Data to examine ->

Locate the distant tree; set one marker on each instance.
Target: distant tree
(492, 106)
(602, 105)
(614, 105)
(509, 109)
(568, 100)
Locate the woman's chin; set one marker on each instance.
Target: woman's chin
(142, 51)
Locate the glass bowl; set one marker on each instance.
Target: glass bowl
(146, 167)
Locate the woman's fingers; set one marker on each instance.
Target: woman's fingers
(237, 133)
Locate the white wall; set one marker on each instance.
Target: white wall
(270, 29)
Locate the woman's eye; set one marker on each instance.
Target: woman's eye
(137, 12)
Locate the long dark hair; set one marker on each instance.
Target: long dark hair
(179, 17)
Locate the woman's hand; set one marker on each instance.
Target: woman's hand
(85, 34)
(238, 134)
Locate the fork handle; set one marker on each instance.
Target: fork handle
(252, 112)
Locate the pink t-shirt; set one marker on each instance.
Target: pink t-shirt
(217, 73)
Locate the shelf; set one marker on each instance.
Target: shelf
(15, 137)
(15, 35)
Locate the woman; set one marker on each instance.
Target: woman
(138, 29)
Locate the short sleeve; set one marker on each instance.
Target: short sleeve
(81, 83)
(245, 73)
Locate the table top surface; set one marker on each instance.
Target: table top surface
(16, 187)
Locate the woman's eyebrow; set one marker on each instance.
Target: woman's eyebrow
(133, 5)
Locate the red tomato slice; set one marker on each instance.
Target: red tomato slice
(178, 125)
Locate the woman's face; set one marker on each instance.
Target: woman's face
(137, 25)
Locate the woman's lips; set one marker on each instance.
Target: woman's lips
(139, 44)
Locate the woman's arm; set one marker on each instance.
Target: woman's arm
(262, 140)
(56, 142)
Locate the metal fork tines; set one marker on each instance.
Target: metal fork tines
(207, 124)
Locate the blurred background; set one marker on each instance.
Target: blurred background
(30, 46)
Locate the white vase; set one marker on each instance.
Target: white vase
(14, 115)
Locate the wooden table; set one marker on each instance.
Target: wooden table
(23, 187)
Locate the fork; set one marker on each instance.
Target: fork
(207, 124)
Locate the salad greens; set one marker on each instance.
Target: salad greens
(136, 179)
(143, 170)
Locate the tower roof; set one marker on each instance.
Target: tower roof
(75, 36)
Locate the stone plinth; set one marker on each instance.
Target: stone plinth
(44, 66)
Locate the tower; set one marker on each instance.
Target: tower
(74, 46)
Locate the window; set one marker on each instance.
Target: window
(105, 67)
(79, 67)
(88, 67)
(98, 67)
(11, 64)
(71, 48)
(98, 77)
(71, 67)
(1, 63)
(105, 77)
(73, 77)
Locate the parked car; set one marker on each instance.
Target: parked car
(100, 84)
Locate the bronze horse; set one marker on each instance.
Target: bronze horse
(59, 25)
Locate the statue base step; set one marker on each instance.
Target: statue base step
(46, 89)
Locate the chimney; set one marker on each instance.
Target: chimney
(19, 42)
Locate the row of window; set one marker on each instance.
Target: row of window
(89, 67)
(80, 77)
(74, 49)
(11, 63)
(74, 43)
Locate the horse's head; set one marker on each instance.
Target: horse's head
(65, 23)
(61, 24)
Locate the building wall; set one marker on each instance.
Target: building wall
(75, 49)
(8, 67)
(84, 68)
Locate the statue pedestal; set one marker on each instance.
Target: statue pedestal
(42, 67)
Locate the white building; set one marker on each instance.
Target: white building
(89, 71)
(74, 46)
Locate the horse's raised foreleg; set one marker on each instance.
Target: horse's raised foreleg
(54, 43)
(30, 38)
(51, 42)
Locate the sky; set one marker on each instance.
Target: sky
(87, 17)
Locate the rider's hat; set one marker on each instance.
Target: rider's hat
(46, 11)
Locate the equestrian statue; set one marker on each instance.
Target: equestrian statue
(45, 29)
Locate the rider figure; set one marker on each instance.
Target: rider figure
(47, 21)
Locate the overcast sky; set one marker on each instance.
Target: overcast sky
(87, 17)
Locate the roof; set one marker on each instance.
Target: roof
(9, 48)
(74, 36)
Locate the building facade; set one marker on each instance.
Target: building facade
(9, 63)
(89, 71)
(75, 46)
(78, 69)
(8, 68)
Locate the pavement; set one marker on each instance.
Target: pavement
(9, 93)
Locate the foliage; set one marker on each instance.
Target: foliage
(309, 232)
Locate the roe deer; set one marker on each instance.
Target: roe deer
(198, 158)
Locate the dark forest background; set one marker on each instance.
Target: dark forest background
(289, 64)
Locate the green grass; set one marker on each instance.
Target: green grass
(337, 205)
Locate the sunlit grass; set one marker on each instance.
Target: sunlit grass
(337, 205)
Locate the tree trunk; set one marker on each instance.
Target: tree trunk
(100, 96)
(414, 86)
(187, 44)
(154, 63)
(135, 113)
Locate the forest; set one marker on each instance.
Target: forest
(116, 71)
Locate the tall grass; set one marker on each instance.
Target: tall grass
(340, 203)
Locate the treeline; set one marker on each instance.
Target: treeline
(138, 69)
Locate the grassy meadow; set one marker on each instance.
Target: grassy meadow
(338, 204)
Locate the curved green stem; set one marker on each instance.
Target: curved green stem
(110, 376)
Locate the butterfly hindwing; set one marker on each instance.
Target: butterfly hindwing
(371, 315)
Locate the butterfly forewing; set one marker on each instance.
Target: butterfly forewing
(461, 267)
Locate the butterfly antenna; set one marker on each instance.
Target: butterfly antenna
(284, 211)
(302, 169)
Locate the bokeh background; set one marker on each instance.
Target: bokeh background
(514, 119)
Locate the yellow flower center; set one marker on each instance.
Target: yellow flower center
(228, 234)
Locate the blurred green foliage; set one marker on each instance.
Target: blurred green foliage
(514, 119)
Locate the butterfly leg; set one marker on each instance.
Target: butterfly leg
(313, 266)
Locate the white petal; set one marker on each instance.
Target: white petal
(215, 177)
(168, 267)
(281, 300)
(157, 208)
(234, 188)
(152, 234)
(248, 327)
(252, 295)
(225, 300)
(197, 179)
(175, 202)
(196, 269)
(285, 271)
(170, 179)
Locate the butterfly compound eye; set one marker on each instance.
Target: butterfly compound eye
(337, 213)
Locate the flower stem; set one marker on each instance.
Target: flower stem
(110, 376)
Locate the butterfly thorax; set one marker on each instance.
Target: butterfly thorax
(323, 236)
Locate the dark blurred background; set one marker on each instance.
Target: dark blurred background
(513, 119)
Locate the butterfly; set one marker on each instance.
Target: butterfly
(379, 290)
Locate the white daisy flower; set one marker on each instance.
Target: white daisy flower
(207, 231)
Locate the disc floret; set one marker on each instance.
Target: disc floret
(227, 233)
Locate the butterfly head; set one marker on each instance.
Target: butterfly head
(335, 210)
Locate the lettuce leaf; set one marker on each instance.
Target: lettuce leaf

Problem to solve ->
Retype all the material exactly as shown.

Result for this exercise ->
Locate the distant tree; set one marker on each instance.
Target: distant tree
(492, 106)
(602, 105)
(614, 105)
(509, 109)
(568, 100)
Locate the woman's chin; set one marker on each instance.
Target: woman's chin
(142, 51)
Locate the glass bowl; set one marker on each instance.
Target: glass bowl
(146, 167)
Locate the woman's fingers; set one marker on each instance.
Target: woman's fingers
(237, 133)
Locate the white wall; set one marker on each instance.
Target: white wall
(270, 29)
Locate the woman's eye; set one marker on each instance.
Target: woman's eye
(137, 12)
Locate the long dark hair; set one marker on each instance.
Target: long dark hair
(179, 17)
Locate the woman's hand; set one marker on each instance.
Target: woman's hand
(85, 34)
(238, 134)
Locate the fork handle; set one marker on each instance.
Target: fork handle
(252, 112)
Locate the pink t-shirt; set one marker on each instance.
Target: pink t-shirt
(217, 73)
Locate the shelf; set one marker on each instance.
Target: shelf
(15, 137)
(15, 35)
Locate the woman; set one marker on each instance.
Target: woman
(138, 29)
Locate the short sleeve; set one marker on each instance.
Target: short sleeve
(81, 83)
(245, 73)
Locate the table top surface; set one marker on each instance.
Target: table top surface
(16, 187)
Locate the woman's eyebrow; set one marker on each instance.
Target: woman's eyebrow
(133, 5)
Locate the red tomato slice; set one marker on each instance.
Target: red tomato slice
(178, 125)
Locate the woman's face; set one marker on each instance.
Target: woman's face
(137, 25)
Locate the woman's lips; set one marker on each instance.
Target: woman's lips
(139, 44)
Locate the woman's arm; set one marker on each instance.
Target: woman's arm
(262, 140)
(56, 142)
Locate the metal fork tines; set one marker on each instance.
Target: metal fork tines
(207, 124)
Locate the blurred background; set one marker on each instance.
Target: blurred background
(30, 46)
Locate the white vase; set one marker on each instance.
Target: white vase
(14, 115)
Locate the wooden table; set one marker on each instance.
Target: wooden table
(23, 187)
Locate the fork; set one marker on each instance.
Target: fork
(207, 124)
Locate the salad greens; set one marker on each instance.
Target: salad greens
(136, 179)
(143, 170)
Locate the tower roof; set one marker on each instance.
Target: tower roof
(75, 36)
Locate the stone plinth; set one marker on each instance.
Target: stone plinth
(44, 66)
Locate the tower; set one marker on each instance.
Target: tower
(74, 46)
Locate the window; set one marker on each instance.
Target: window
(105, 67)
(79, 67)
(88, 67)
(98, 67)
(11, 64)
(71, 48)
(98, 77)
(71, 67)
(1, 63)
(105, 77)
(73, 77)
Locate the parked car; set one marker on each instance.
Target: parked car
(100, 84)
Locate the bronze horse; set one marker on each instance.
Target: bronze horse
(59, 25)
Locate the statue base step; set one marker on each instance.
Target: statue base step
(46, 89)
Locate the chimney; set one marker on each instance.
Target: chimney
(19, 42)
Locate the row of window; set one marker on each instance.
Target: row of window
(89, 67)
(80, 77)
(74, 49)
(11, 63)
(74, 43)
Locate the horse's head; set one marker on each instance.
Target: horse's head
(65, 23)
(61, 24)
Locate the building wall; set one marker on each instance.
Target: building wall
(75, 49)
(8, 67)
(84, 68)
Locate the statue pedestal; set one marker on each instance.
Target: statue pedestal
(42, 67)
Locate the white building; set one marker on each instance.
Target: white building
(89, 71)
(74, 46)
Locate the horse's raised foreleg; set one marker on each instance.
Target: horse's raised foreleg
(54, 43)
(30, 38)
(51, 42)
Locate the sky; set one marker on each instance.
Target: sky
(87, 17)
Locate the rider's hat; set one marker on each instance.
Target: rider's hat
(46, 11)
Locate the equestrian statue; set one marker on each instance.
Target: equestrian statue
(45, 29)
Locate the rider figure; set one marker on each instance.
Target: rider figure
(47, 21)
Locate the overcast sky; set one marker on each instance.
Target: overcast sky
(87, 17)
Locate the roof; set one marker on each instance.
Target: roof
(9, 48)
(74, 36)
Locate the building facade; set one marker on each instance.
Target: building facade
(9, 63)
(89, 71)
(75, 46)
(78, 69)
(8, 68)
Locate the pavement; set one marker on each instance.
Target: pavement
(9, 93)
Locate the foliage; set one marker on each instance.
Target: foliage
(309, 232)
Locate the roe deer; set one marker on each instance.
Target: roe deer
(198, 158)
Locate the dark forest background; set one marker on each instance.
Target: dark forest background
(289, 64)
Locate the green grass; set one marker on each instance.
Target: green grass
(337, 205)
Locate the sunlit grass; set one marker on each instance.
Target: sunlit grass
(337, 205)
Locate the tree trunk; set one marker on each instance.
Target: tree trunk
(100, 96)
(414, 86)
(187, 44)
(154, 63)
(135, 113)
Locate the forest; set one marker on each instance.
Target: forest
(116, 71)
Locate the tall grass; set one marker on each instance.
Target: tall grass
(340, 203)
Locate the treeline; set one marker on each instance.
Target: treeline
(138, 69)
Locate the grassy meadow; set one marker on each instance.
Target: grassy meadow
(338, 204)
Locate the curved green stem; set one marker on each instance.
Target: curved green stem
(110, 376)
Locate the butterfly hindwing; set one marker on each instance.
Target: butterfly hindwing
(371, 315)
Locate the butterfly forewing; set one marker on each instance.
Target: butterfly forewing
(461, 267)
Locate the butterfly antenna; set one marker on each instance.
Target: butterfly antenna
(284, 211)
(302, 169)
Locate the bokeh background; set one marker on each instance.
Target: bokeh background
(514, 119)
Locate the yellow flower center; set one marker on each instance.
Target: yellow flower center
(228, 234)
Locate the blurred green foliage; set one marker on each instance.
Target: blurred green foliage
(514, 119)
Locate the butterfly leg; set one marker on each instance.
Target: butterfly leg
(313, 266)
Locate the white petal; set one marker on each instance.
Target: white petal
(215, 177)
(168, 267)
(281, 300)
(157, 208)
(234, 188)
(152, 234)
(248, 327)
(252, 295)
(225, 300)
(197, 179)
(175, 202)
(196, 269)
(285, 271)
(170, 179)
Locate the butterfly compound eye; set one marker on each instance.
Target: butterfly compound eye
(337, 213)
Locate the flower stem; set one marker on each instance.
Target: flower stem
(110, 376)
Locate the butterfly thorax; set one marker on each instance.
Target: butterfly thorax
(323, 236)
Locate the dark blurred background; set one marker on each instance.
Target: dark blurred background
(513, 119)
Locate the butterfly; set one marker on each instance.
Target: butterfly
(379, 290)
Locate the white daisy flower; set one marker on each instance.
Target: white daisy flower
(207, 231)
Locate the disc floret; set one marker on each instance.
Target: disc floret
(227, 233)
Locate the butterfly head; set one marker on each instance.
Target: butterfly head
(335, 210)
Locate the lettuce leaf; set one marker on each instance.
Target: lettuce leaf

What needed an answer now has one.